» **Text extract**
= Henry W. Clune =

American novelist

Henry W. Clune (February 8, 1890 – October 9, 1995) was an American writer. A well-known journalist for the Democrat and Chronicle newspaper in Rochester, New York, his column "Seen and Heard" was published in that paper for 55 years. He also penned 14 books; including six novels.

==Life and career==
Clune was born in Rochester, New York. As a young boy he lived in the Linden Street neighborhood of the fourteenth ward. He attended West High School and for a short time was a student at Phillips Academy in Andover, Massachusetts.

At the age of twenty, Clune joined the staff of the Rochester Democrat and Chronicle, first as a volunteer, then as a paid employee. From 1914 through 1969 his column "Seen and Heard" appeared in the paper. The column captured the color and flavor of life in Rochester, and was based on thousands of interviews Clune conducted with residents and visitors to the city. In 1933 a compilation of Clune's newspaper columns was published in the book Seen and Heard.

» **Written request**
Copy the Henry W. Clune text starting with "Henry W. Clune (February" and going on through "in Andover, Massachusetts.", putting "reporter" in place of "journalist".

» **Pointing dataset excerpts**
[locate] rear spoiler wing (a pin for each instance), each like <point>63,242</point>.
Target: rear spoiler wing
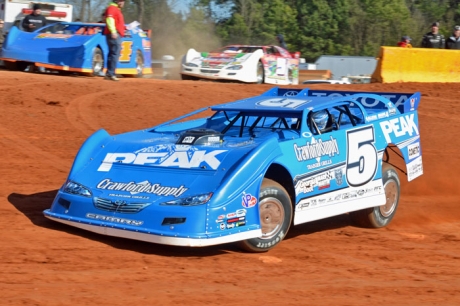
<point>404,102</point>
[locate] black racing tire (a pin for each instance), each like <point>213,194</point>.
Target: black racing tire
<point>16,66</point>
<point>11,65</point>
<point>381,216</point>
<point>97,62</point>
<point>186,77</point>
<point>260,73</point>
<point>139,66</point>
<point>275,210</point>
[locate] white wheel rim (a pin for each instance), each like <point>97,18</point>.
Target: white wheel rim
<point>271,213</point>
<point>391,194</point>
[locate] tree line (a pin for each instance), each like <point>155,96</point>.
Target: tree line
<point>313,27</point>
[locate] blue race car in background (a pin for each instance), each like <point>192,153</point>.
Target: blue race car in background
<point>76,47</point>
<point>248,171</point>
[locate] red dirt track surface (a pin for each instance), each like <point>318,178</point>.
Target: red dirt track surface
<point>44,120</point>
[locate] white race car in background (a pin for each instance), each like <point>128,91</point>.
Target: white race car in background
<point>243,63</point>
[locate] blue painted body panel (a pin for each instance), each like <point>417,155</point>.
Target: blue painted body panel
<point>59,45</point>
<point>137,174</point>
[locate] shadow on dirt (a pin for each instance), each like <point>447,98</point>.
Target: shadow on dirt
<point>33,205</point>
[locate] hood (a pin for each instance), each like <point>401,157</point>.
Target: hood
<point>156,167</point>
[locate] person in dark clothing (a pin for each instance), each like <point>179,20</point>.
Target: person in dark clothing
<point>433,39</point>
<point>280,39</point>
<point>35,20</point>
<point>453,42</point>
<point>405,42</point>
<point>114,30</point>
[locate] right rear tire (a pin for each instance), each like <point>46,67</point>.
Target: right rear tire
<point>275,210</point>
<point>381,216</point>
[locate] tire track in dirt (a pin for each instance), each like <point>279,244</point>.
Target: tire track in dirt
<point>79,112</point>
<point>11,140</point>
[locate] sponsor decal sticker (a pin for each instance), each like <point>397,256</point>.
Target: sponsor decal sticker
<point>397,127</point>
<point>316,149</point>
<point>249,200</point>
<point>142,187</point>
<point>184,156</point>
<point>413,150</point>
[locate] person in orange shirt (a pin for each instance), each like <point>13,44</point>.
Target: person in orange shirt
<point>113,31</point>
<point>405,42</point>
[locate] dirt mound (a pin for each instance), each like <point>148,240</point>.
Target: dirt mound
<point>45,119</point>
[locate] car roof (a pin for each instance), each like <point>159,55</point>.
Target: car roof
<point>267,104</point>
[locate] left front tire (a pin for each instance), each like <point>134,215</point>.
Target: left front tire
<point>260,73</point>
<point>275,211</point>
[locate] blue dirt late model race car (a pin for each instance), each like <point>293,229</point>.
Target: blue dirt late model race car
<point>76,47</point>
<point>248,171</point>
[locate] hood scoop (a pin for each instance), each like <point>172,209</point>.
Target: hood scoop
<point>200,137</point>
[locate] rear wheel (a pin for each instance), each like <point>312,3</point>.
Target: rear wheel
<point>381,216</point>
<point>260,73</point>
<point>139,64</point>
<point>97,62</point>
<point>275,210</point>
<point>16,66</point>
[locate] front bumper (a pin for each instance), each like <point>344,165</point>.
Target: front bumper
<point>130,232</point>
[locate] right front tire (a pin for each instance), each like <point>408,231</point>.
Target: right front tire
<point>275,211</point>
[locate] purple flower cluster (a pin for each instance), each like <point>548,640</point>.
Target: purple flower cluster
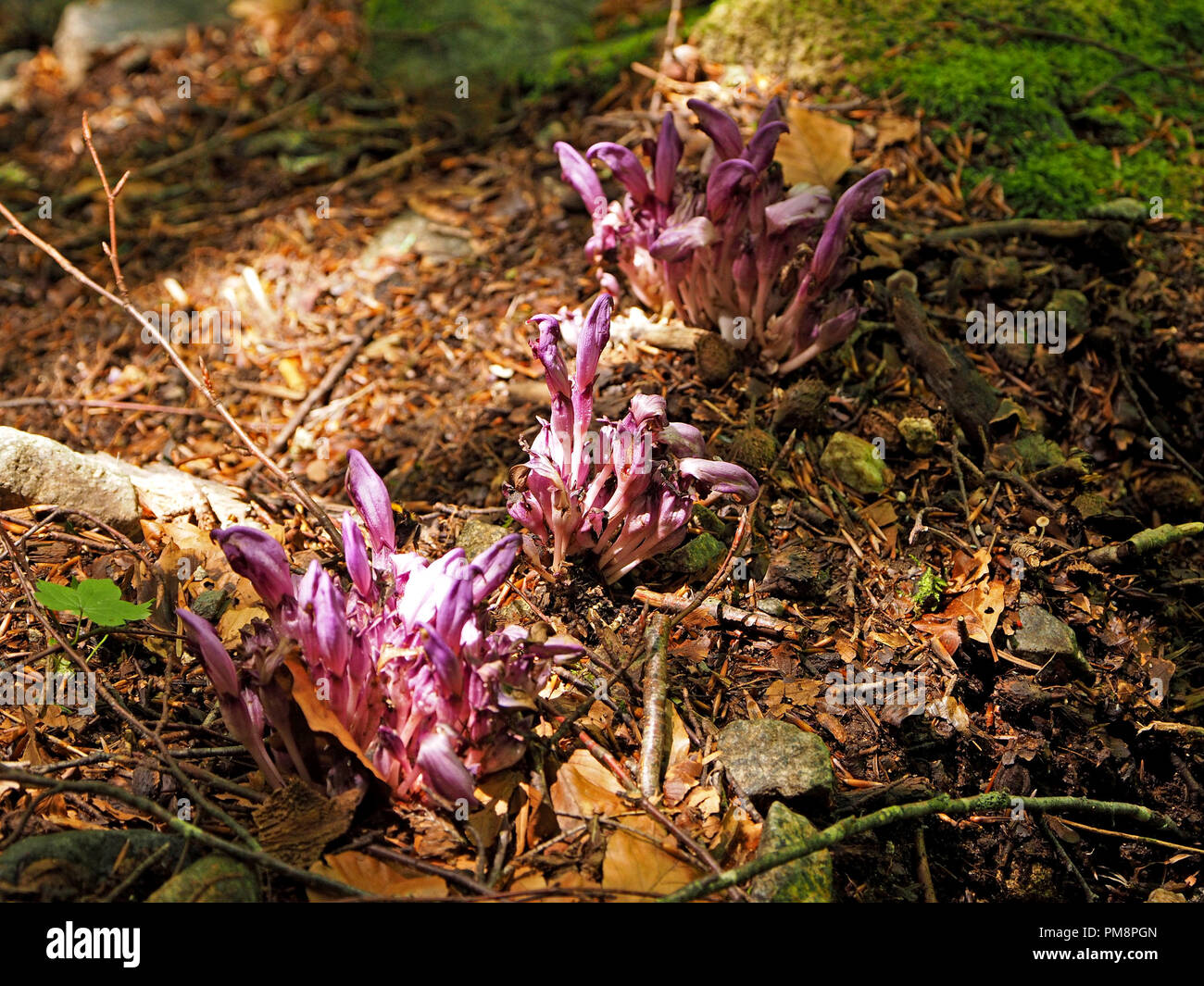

» **Answer to this task**
Henry W. Clune (February 8, 1890 – October 9, 1995) was an American writer. A well-known reporter for the Democrat and Chronicle newspaper in Rochester, New York, his column "Seen and Heard" was published in that paper for 55 years. He also penned 14 books; including six novels.

==Life and career==
Clune was born in Rochester, New York. As a young boy he lived in the Linden Street neighborhood of the fourteenth ward. He attended West High School and for a short time was a student at Phillips Academy in Andover, Massachusetts.